ISTRUZIONI
(1) Per ciascuna delle affermazioni seguenti, indica se concorda con la recensione di Il mio giardino persiano, rispondendo sì o no e citando testualmente le parole decisive. (a) Mahin vive a Teheran insieme alla figlia. (b) Faramarz fa il tassista. (c) I passaporti dei due registi sono stati bloccati prima della partenza per il Festival di Berlino.
(2) Prosegui la recensione di Il mio giardino persiano a partire dall'ultima frase riportata.

TESTO DA LEGGERE
┌──

Pubblicato il 23 gennaio 2025 di Lorenzo Pedrazzi

La più grande frustrazione del carnefice è la libertà interiore della sua vittima: per quanto violento sia l’operato di un aguzzino, esisterà sempre una dimensione privata – mentale ed emotiva – in cui la vittima conserva una propria indipendenza. Vale anche per i regimi, ovviamente. Il cinema iraniano continua a mostrarci la realtà dietro le mura di casa, quando la teocrazia rimane fuori dalla porta e i cittadini possono vivere liberi, almeno nell’intimità degli spazi domestici. Il mio giardino persiano (titolo internazionale My Favourite Cake, “la mia torta preferita”) contrappone proprio la tirannia dei luoghi pubblici alla libertà di quelli privati, assumendosi una responsabilità che è la linfa stessa del cinema: esplorare la verità del mondo, contestare il potere e accettarne i rischi.

Lo sanno bene Maryam Moghaddam e Behtash Sanaeeha, coppia nella vita e sul set, i cui passaporti sono stati bloccati prima che partissero per il Festival di Berlino, nel 2024. In un certo senso, è la dimostrazione di quanto il loro film tocchi le corde giuste: la vita privata e i desideri di una donna fanno scandalo, agli occhi della teocrazia iraniana. Il mio giardino persiano racconta infatti la storia di Mahin (Lily Farhadpour), vedova settantenne che vive da sola a Teheran, mentre la figlia e il nipotino sono all’estero. Ex infermiera, passa la maggior parte del tempo a curare il suo giardino, incontrare le amiche e ricordare la vita prima della Rivoluzione khomeinista, quando l’hijab non era obbligatorio per le donne. Ora, invece, la polizia morale ferma le ragazze per strada se non hanno il capo ben coperto, e Mahin interviene per difendere una di loro mentre passeggia nel parco: una scena che restituisce bene l’oppressione del governo autoritario, ancora più drammatica se pensiamo che la morte di Mahsa Amini – divenuta simbolo della lotta al regime – sia avvenuta durante le riprese.

Mahin si fa quindi testimone di un Iran che non riconosce più, diviso tra Shariʿa e globalizzazione, costumi antichi e tendenze dall’estero. I locali che frequentava da ragazza però sono cambiati, e qualunque divertimento sembra ormai precluso a una donna matura come lei, incontri romantici compresi. In un ristorante per reduci, la sua attenzione viene attirata da Faramarz (Esmail Mehrabi), anziano tassista dall’aria tranquilla e dimessa. Hanno la stessa età, e anche lui è vedovo; ha persino trascorso un po’ di tempo in carcere, anni prima, solo perché ha suonato con la sua banda a un matrimonio. Accetta con piacere l’invito di Mahin a trascorrere la notte da lei, a ballare e bere il vino che la donna conserva segretamente in casa. Tra loro nasce subito una grande intesa: sono la prova che un Iran laico sopravvive a livello individuale, nell’intimità del pensiero e dei rapporti interpersonali, come pure degli spazi privati. Lo abbiamo visto di recente anche nel bellissimo Tatami, o nel prossimo Il seme del fico sacro: ci sono confini che nemmeno un regime totalitario può varcare.

└──

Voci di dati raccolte
┌──

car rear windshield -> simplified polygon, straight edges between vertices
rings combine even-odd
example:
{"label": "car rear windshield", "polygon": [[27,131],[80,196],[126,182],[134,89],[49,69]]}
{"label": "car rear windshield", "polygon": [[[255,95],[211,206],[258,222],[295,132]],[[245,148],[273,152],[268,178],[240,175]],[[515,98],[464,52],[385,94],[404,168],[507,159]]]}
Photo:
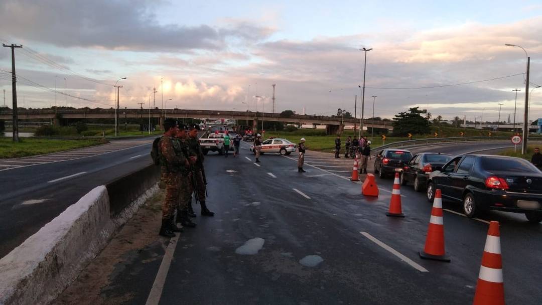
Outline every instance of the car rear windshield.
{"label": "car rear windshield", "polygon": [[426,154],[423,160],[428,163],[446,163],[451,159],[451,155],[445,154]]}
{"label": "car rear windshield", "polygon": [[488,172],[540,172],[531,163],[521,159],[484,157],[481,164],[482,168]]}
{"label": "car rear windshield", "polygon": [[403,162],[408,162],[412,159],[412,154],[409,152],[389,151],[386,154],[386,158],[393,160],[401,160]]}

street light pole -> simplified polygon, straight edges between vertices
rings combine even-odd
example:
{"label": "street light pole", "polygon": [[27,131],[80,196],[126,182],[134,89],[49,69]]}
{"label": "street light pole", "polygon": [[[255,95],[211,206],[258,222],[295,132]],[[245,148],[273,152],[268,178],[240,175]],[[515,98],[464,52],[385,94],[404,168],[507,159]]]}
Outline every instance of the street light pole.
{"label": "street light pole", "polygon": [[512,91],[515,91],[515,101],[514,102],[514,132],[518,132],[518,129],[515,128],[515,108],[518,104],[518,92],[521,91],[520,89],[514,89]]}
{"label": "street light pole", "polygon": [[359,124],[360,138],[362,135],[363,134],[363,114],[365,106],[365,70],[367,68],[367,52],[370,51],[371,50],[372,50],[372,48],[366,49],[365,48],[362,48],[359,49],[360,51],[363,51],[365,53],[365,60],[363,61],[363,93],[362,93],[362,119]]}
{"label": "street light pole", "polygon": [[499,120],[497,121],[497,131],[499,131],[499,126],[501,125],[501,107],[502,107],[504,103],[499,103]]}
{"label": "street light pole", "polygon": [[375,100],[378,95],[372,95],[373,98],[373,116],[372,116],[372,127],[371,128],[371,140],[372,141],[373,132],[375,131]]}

└──
┌──

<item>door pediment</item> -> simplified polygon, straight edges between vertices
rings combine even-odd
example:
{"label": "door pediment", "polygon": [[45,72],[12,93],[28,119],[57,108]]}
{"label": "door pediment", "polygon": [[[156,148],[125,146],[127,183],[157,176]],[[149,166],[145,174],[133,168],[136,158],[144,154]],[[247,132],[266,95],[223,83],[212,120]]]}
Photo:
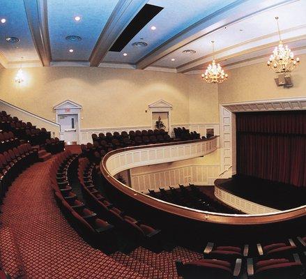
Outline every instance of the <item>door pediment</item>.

└──

RISPOSTE FORNITE
(1)
(a) No: "vive da sola a Teheran, mentre la figlia e il nipotino sono all’estero".
(b) Sì: "anziano tassista dall’aria tranquilla e dimessa".
(c) Sì: "i cui passaporti sono stati bloccati prima che partissero per il Festival di Berlino, nel 2024".

(2)
Il mio giardino persiano diviene così una tenerissima commedia romantica sulla terza età, non priva di leggerezza e spunti divertenti, nonostante il contesto. Proprio quando pensavano di essere condannati alla solitudine, Mahin e Faramarz danno vita a quella definizione dell’amore resa celebre da Rilke, secondo cui “due solitudini si proteggono a vicenda, si toccano, si salutano”. In effetti, Moghaddam e Sanaeeha raccontano proprio la storia di due solitudini che paiono incontrarsi nel momento giusto, e hanno il coraggio di esprimere liberamente l’attrazione che provano l’uno per l’altra, anche sul piano carnale. Una libertà creativa che la coppia sta pagando a caro prezzo: nel settembre del 2023, sia gli uffici della produzione sia la casa di uno dei montatori sono state razziate dalle forze di sicurezza iraniane, che hanno sequestrato computer e hard disk; una copia del film era però conservata all’estero, permettendone l’invio a Berlino. I due cineasti sono stati detenuti nella famigerata prigione di Evin, accusati di “propaganda contro il regime” e di “aver agito contro la sicurezza nazionale”. Al momento non possono lasciare l’Iran, né girare film: la stessa situazione di Jafar Panahi, per intenderci.

In tal senso, i risvolti amari de Il mio giardino persiano riflettono la drammaticità della vita reale, e non è difficile intuirli nel corso del film. Ma ciò che conta è quell’istante nel tempo in cui Mahin e Faramarz sono davvero liberi, proprio come Moghaddam e Sanaeeha ogni volta che prendono la macchina da presa e sfidano l’autorità. Perché il cinema è sempre politico, soprattutto quando ti impediscono di farlo.